# Drinking coffee by 7:00 am



## M.Magis (Apr 5, 2004)

After hunting all season and not finding a single lone gobbler (not even a jake  ), things went fast this morning. Had 8 jakes come in off the roost but let them have a pass. This bird came in from a couple hundred yards or so. Fed him a 2 oz. load of #5's at 6:40 am. Not a monster, but a nice three year old. 9 3/4" beard, 1 1/8" spurs, a lightweight at 18 lbs., 5 oz. He's been busy this spring.


----------



## twistertail (Apr 10, 2004)

Awsome man, gotta love a morning like that! Sounds like turkey and eggs for breakfast!


----------



## Darwin (Apr 12, 2004)

Nice going man, hard work does have it's rewards!!


----------



## Hoss5355 (Apr 9, 2004)

Congrats on the nice bird. I got my first bird of the year last saturday, and he was a lot like yours. 9 1/4 beard, spurs were busted up, but weighed in at less than 18 lbs. He had been pretty busy as well. I've only seen 1 tom this year so far, which is really odd. Have the birds been gobbling where you are hunting? I'm hunting closer to Old Washington, on the east side of Cambridge. Things have been pretty quiet over this way. The bird I shot saturday never made a sound. Again, congrats on a nice bird!

Kevin


----------



## M.Magis (Apr 5, 2004)

I couldn't begin to guess the number of birds I've heard this year, but most have been on other properties.  There have been a couple mornings where I've heard hundreds of gobbles. However, the property I hunt has been fairly quiet. I see a longbeard or two most days, but there's always hens with them, as many as 5 with one gobbler. Until today, I'd yet to call a bird in, or even get one to move my way in the least. I just happened to catch him when he was alone. I'm hunting west of Cambridge, within a few miles of New Concord.


----------



## misfit (Apr 5, 2004)

nice bird,mike.


----------

+ + + + + + +

Given request A - In the records below, swap "marker" for "pin" wherever it appears, starting at the line that has "If you could drop a marker on the bird's eye" and continuing through the end of the records. Return only those lines, with everything else left unchanged.

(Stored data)
+ + + + + + +

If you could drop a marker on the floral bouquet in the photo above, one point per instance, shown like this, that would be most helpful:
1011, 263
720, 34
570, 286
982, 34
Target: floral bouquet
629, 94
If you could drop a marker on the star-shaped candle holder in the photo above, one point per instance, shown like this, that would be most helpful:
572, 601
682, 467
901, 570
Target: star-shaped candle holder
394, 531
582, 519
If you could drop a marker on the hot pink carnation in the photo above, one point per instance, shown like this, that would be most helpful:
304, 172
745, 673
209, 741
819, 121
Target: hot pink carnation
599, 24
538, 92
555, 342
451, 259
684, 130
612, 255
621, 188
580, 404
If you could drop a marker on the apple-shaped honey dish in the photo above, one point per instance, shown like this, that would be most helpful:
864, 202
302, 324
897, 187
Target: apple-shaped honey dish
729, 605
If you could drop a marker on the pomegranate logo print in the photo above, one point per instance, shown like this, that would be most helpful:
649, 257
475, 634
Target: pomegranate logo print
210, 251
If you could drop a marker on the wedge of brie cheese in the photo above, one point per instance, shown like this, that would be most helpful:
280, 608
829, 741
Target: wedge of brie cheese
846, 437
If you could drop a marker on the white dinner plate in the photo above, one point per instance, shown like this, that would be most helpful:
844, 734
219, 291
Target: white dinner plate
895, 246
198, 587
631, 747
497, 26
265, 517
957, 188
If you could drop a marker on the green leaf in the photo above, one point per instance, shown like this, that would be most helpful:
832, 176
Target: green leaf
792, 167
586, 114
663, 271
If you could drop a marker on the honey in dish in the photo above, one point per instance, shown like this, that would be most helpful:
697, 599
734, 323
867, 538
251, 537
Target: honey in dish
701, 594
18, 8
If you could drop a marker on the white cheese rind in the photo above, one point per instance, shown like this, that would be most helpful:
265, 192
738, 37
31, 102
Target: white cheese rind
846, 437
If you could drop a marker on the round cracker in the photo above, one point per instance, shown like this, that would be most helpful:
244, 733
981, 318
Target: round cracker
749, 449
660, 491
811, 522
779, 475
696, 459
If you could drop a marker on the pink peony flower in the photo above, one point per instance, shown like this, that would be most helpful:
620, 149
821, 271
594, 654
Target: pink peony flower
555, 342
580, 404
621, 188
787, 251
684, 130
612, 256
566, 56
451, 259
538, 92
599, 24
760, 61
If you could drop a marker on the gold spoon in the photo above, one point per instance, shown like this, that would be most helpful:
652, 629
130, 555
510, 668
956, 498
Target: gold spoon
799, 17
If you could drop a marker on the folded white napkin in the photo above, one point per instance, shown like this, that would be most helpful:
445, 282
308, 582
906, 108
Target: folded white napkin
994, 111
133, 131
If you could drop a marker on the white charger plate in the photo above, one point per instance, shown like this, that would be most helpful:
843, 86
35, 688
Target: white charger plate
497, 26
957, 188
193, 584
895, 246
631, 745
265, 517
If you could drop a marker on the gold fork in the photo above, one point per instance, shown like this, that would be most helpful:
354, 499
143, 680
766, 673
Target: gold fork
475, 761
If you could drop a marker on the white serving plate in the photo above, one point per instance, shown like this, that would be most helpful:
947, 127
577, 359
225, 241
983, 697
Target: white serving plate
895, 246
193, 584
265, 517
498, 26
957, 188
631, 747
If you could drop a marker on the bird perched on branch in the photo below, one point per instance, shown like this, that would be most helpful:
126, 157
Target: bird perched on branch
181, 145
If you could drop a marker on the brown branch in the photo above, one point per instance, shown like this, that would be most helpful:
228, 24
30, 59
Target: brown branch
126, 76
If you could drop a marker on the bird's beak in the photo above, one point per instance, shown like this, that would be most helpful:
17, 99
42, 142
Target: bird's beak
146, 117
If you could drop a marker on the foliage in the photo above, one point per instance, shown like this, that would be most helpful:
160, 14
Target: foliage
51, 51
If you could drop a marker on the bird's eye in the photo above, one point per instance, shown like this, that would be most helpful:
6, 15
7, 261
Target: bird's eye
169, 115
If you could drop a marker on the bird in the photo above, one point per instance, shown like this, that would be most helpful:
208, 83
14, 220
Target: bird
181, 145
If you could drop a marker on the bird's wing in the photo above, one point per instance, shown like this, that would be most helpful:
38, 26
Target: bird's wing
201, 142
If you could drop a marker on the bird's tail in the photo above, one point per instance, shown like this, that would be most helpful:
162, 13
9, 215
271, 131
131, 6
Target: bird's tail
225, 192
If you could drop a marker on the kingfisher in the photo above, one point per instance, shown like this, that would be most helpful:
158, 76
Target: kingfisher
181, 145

+ + + + + + +

Given request B - From the turkey hunting thread above, reproduce word for word the passage that begins with "I couldn't begin" and ends after "nice bird,mike.".

Solution A -
If you could drop a pin on the bird's eye in the photo above, one point per instance, shown like this, that would be most helpful:
6, 15
7, 261
Target: bird's eye
169, 115
If you could drop a pin on the bird in the photo above, one point per instance, shown like this, that would be most helpful:
208, 83
14, 220
Target: bird
181, 145
If you could drop a pin on the bird's wing in the photo above, one point per instance, shown like this, that would be most helpful:
38, 26
Target: bird's wing
201, 142
If you could drop a pin on the bird's tail in the photo above, one point per instance, shown like this, that would be most helpful:
162, 13
9, 215
271, 131
131, 6
Target: bird's tail
225, 192
If you could drop a pin on the kingfisher in the photo above, one point per instance, shown like this, that would be most helpful:
158, 76
Target: kingfisher
181, 145

Solution B -
I couldn't begin to guess the number of birds I've heard this year, but most have been on other properties.  There have been a couple mornings where I've heard hundreds of gobbles. However, the property I hunt has been fairly quiet. I see a longbeard or two most days, but there's always hens with them, as many as 5 with one gobbler. Until today, I'd yet to call a bird in, or even get one to move my way in the least. I just happened to catch him when he was alone. I'm hunting west of Cambridge, within a few miles of New Concord.


----------



## misfit (Apr 5, 2004)

nice bird,mike.